**Required task**
Rewrite everything from the line containing "of the brown" down to the end of the records below. Replace "marker" with "pin" and change nothing else.
[START OF Data lines]
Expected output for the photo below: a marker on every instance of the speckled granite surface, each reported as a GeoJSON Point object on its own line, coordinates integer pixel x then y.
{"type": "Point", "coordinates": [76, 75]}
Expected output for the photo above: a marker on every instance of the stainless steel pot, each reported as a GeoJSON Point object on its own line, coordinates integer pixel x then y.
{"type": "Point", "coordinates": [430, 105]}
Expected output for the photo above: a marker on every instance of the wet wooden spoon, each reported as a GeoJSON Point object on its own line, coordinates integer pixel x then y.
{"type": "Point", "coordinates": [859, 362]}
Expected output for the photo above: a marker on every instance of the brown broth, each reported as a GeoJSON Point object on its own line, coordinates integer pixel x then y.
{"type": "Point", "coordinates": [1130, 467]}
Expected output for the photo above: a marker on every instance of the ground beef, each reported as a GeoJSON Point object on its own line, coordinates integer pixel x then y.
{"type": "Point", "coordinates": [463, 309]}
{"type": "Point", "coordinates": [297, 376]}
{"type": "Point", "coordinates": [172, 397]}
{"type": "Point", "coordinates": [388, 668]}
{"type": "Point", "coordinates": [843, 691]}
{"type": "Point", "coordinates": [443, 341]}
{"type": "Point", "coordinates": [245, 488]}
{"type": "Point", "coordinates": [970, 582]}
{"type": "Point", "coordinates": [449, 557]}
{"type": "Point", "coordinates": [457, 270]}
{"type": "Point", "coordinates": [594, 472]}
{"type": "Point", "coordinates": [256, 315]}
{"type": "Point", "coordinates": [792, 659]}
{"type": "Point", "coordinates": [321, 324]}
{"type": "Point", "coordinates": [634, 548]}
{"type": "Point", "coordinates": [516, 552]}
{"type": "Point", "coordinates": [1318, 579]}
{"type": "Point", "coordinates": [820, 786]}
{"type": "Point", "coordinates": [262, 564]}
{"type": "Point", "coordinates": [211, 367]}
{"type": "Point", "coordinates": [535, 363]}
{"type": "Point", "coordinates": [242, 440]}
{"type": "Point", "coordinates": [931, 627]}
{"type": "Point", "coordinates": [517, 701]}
[END OF Data lines]
**Response below**
Expected output for the photo above: a pin on every instance of the brown broth, each reported as a GeoJSON Point object on its own line, coordinates integer pixel x then y.
{"type": "Point", "coordinates": [1130, 467]}
Expected output for the photo above: a pin on every instance of the ground beef, each reported as a GeoJSON Point object on its own line, coordinates integer pixel x then y.
{"type": "Point", "coordinates": [463, 309]}
{"type": "Point", "coordinates": [297, 376]}
{"type": "Point", "coordinates": [172, 397]}
{"type": "Point", "coordinates": [388, 668]}
{"type": "Point", "coordinates": [843, 691]}
{"type": "Point", "coordinates": [443, 341]}
{"type": "Point", "coordinates": [245, 488]}
{"type": "Point", "coordinates": [970, 582]}
{"type": "Point", "coordinates": [449, 557]}
{"type": "Point", "coordinates": [457, 270]}
{"type": "Point", "coordinates": [594, 472]}
{"type": "Point", "coordinates": [256, 315]}
{"type": "Point", "coordinates": [792, 659]}
{"type": "Point", "coordinates": [321, 324]}
{"type": "Point", "coordinates": [634, 548]}
{"type": "Point", "coordinates": [516, 552]}
{"type": "Point", "coordinates": [1318, 579]}
{"type": "Point", "coordinates": [820, 786]}
{"type": "Point", "coordinates": [262, 564]}
{"type": "Point", "coordinates": [211, 367]}
{"type": "Point", "coordinates": [535, 363]}
{"type": "Point", "coordinates": [242, 440]}
{"type": "Point", "coordinates": [931, 627]}
{"type": "Point", "coordinates": [517, 701]}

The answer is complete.